[What to produce]
Recast the lines below as a Markdown table with the columns "Row" and "Line". Number each line in order and leave out any blank lines.
╔══
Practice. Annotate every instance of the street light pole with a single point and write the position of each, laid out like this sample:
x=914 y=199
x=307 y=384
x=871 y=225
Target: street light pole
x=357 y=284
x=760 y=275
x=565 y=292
╚══
[Expected output]
| Row | Line |
|---|---|
| 1 | Practice. Annotate every instance of the street light pole with a single point and write the position of each, laid out like this sample: |
| 2 | x=914 y=199 |
| 3 | x=307 y=384 |
| 4 | x=871 y=225 |
| 5 | Target: street light pole |
| 6 | x=357 y=284 |
| 7 | x=760 y=275 |
| 8 | x=565 y=292 |